++++ Given information

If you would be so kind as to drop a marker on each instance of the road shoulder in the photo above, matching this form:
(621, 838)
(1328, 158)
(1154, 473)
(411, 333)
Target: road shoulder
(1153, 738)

++++++++

Task brief: Copy every line of the records above, keeping each character and line break unchanged.

Output for this exercise:
If you would be so kind as to drop a marker on each instance of the road shoulder in the photo above, matching this form:
(621, 838)
(1328, 158)
(1154, 473)
(411, 333)
Target: road shoulder
(1153, 738)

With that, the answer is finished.